PROMPT: Copy out every line of the material below that contains the word "turf".

◇ ◇ ◇ ◇

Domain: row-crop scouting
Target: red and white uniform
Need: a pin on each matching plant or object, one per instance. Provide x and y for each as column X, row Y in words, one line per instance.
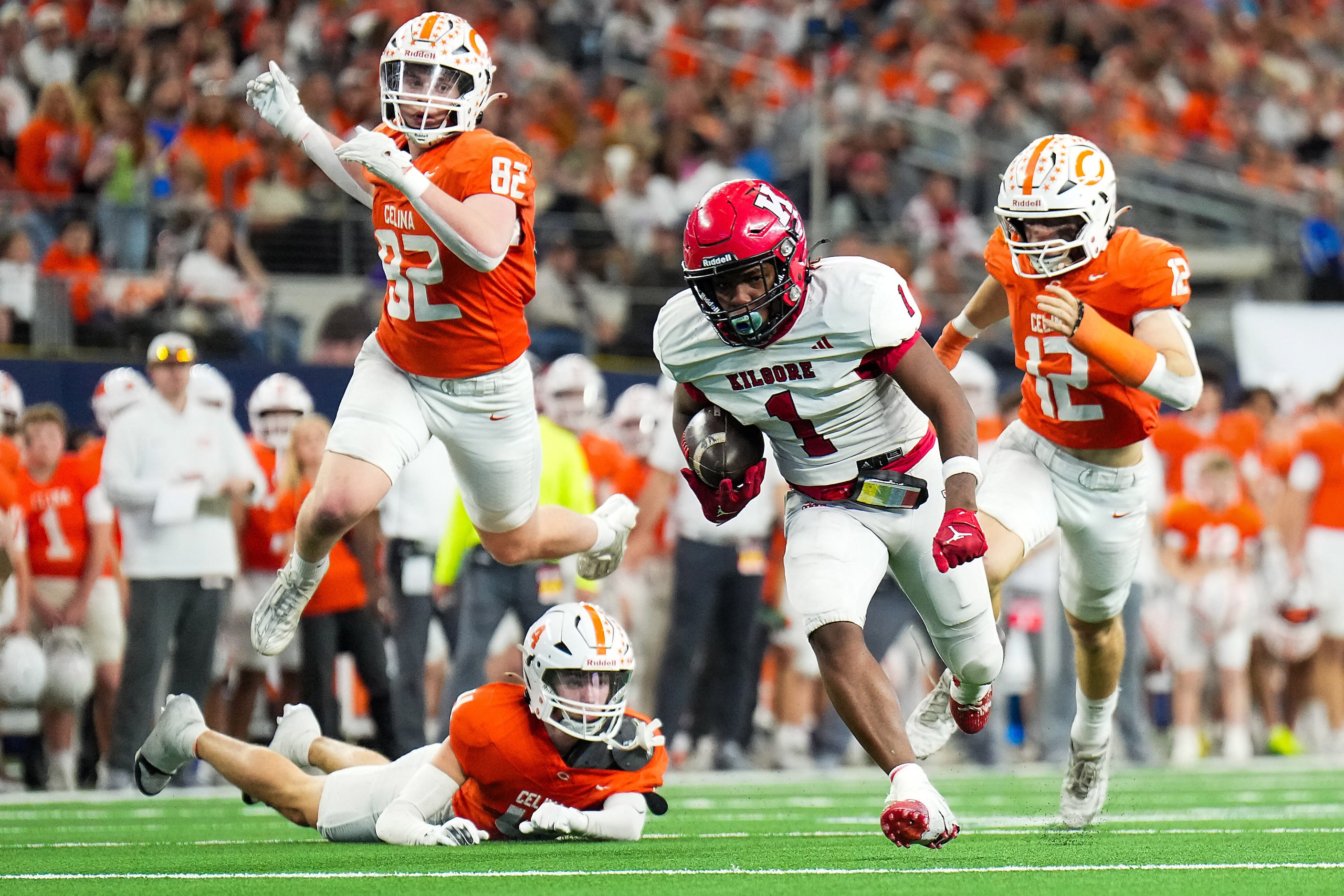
column 1031, row 487
column 823, row 394
column 447, row 358
column 511, row 768
column 57, row 519
column 1319, row 468
column 1216, row 618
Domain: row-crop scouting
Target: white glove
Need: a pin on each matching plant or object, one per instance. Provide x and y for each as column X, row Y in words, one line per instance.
column 276, row 100
column 459, row 832
column 379, row 154
column 557, row 819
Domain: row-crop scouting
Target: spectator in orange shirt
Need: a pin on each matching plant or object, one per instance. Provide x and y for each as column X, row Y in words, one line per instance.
column 229, row 156
column 339, row 617
column 73, row 260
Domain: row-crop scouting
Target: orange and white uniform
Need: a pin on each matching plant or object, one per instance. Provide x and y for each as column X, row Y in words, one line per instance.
column 511, row 768
column 1319, row 468
column 1216, row 618
column 1031, row 487
column 57, row 519
column 448, row 355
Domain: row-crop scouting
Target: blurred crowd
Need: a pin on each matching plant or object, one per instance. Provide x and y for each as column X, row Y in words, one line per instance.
column 1236, row 625
column 126, row 143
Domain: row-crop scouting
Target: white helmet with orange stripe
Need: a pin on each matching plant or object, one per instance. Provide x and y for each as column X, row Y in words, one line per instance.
column 434, row 78
column 1057, row 206
column 580, row 649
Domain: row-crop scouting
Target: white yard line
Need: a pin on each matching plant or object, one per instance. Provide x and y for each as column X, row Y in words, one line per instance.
column 684, row 872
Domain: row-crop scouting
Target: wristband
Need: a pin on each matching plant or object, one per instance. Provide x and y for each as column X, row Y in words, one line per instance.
column 963, row 325
column 961, row 464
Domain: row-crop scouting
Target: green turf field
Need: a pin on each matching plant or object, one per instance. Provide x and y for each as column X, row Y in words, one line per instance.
column 1277, row 829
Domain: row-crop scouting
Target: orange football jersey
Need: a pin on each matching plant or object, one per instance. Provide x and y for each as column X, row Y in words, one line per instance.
column 513, row 768
column 441, row 317
column 342, row 587
column 1325, row 440
column 1069, row 398
column 261, row 541
column 1213, row 535
column 55, row 519
column 1236, row 433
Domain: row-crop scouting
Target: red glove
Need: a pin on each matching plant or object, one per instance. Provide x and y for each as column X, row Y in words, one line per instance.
column 725, row 503
column 959, row 541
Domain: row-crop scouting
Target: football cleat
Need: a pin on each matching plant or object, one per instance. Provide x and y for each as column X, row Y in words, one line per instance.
column 276, row 618
column 170, row 746
column 916, row 813
column 295, row 734
column 972, row 718
column 1084, row 792
column 932, row 725
column 620, row 513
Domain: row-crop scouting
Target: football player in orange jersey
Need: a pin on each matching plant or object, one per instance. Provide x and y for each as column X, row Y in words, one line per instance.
column 453, row 214
column 68, row 521
column 1210, row 543
column 559, row 754
column 1313, row 535
column 1097, row 330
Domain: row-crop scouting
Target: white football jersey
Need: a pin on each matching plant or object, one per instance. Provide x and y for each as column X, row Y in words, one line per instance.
column 818, row 391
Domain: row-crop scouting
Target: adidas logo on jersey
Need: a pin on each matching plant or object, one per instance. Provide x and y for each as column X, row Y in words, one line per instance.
column 772, row 375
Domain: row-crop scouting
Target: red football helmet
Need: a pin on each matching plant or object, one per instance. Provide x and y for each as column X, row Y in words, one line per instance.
column 733, row 231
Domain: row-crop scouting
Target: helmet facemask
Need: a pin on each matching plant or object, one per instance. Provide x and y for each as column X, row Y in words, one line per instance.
column 757, row 322
column 580, row 719
column 428, row 101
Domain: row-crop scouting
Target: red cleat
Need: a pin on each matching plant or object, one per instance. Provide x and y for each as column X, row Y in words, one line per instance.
column 972, row 718
column 908, row 823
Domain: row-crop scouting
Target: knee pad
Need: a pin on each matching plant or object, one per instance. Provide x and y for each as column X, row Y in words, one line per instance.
column 972, row 651
column 69, row 671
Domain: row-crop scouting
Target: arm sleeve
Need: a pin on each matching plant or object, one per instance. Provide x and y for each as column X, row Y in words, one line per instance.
column 621, row 817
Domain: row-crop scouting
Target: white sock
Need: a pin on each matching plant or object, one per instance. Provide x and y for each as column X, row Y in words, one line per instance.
column 967, row 695
column 1092, row 725
column 605, row 534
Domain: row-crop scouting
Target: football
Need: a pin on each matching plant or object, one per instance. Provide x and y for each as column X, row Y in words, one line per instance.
column 719, row 448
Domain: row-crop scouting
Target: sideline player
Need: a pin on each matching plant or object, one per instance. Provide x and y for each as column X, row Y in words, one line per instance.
column 453, row 219
column 827, row 359
column 557, row 755
column 1097, row 328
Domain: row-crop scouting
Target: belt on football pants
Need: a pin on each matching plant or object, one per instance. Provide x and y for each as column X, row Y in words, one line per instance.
column 900, row 460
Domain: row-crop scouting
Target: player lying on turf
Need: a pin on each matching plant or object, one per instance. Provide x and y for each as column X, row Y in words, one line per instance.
column 827, row 359
column 556, row 755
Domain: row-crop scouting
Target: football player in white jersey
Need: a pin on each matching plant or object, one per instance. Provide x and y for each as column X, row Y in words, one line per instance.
column 827, row 359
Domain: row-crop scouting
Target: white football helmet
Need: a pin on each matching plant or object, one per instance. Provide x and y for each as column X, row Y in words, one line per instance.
column 274, row 406
column 117, row 390
column 573, row 393
column 69, row 669
column 577, row 638
column 434, row 78
column 1065, row 182
column 23, row 671
column 979, row 383
column 635, row 417
column 210, row 387
column 11, row 404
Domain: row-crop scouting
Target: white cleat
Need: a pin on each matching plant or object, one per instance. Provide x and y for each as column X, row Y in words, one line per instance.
column 170, row 746
column 1084, row 792
column 295, row 734
column 931, row 726
column 620, row 513
column 276, row 618
column 916, row 812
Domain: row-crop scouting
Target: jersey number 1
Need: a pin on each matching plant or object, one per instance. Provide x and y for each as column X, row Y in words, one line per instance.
column 780, row 406
column 408, row 287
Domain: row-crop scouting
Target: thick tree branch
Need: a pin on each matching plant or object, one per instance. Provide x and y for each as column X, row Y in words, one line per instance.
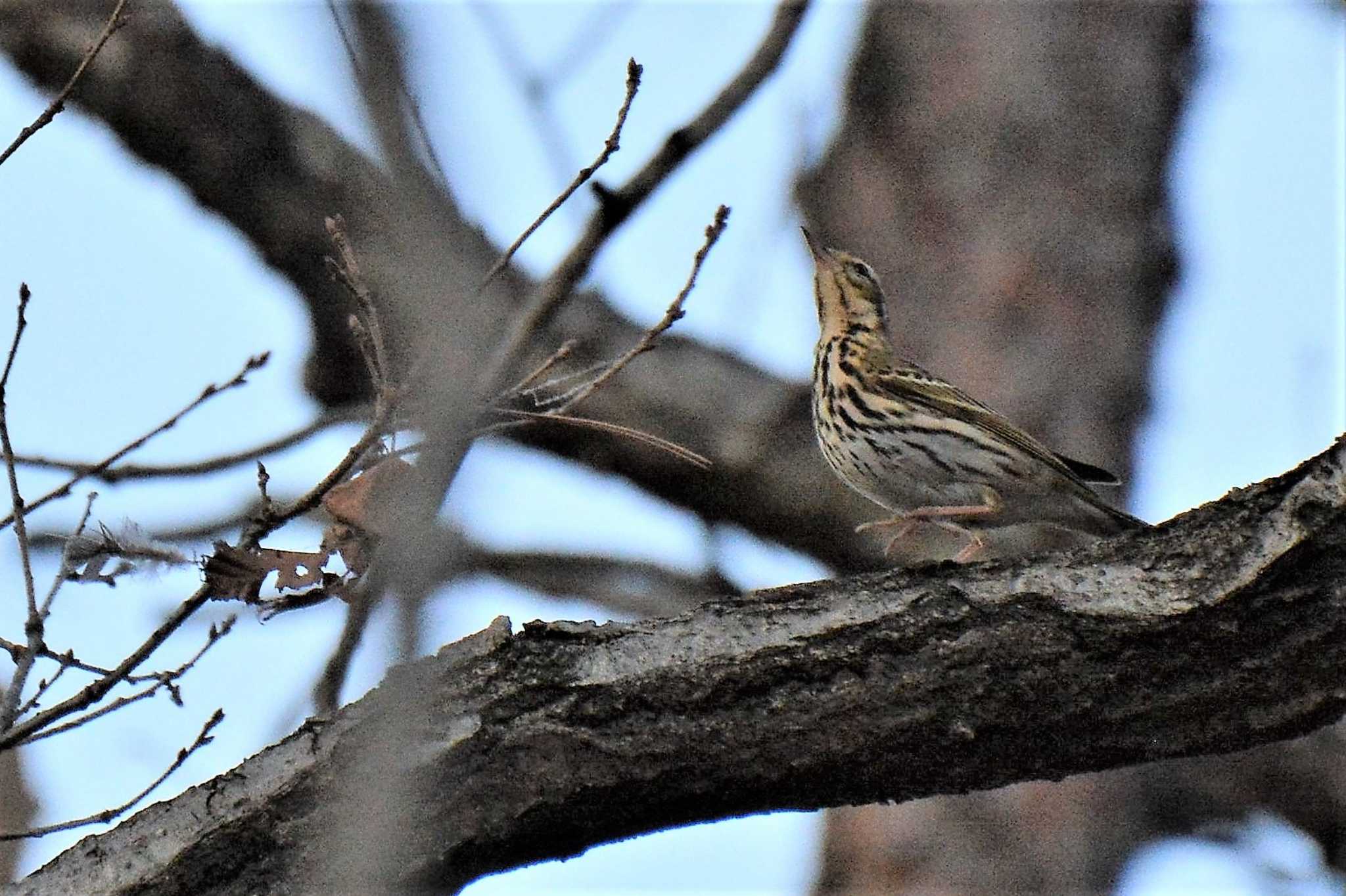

◇ ◇ ◇ ◇

REPLY:
Target: green turf field
Target: player lying on turf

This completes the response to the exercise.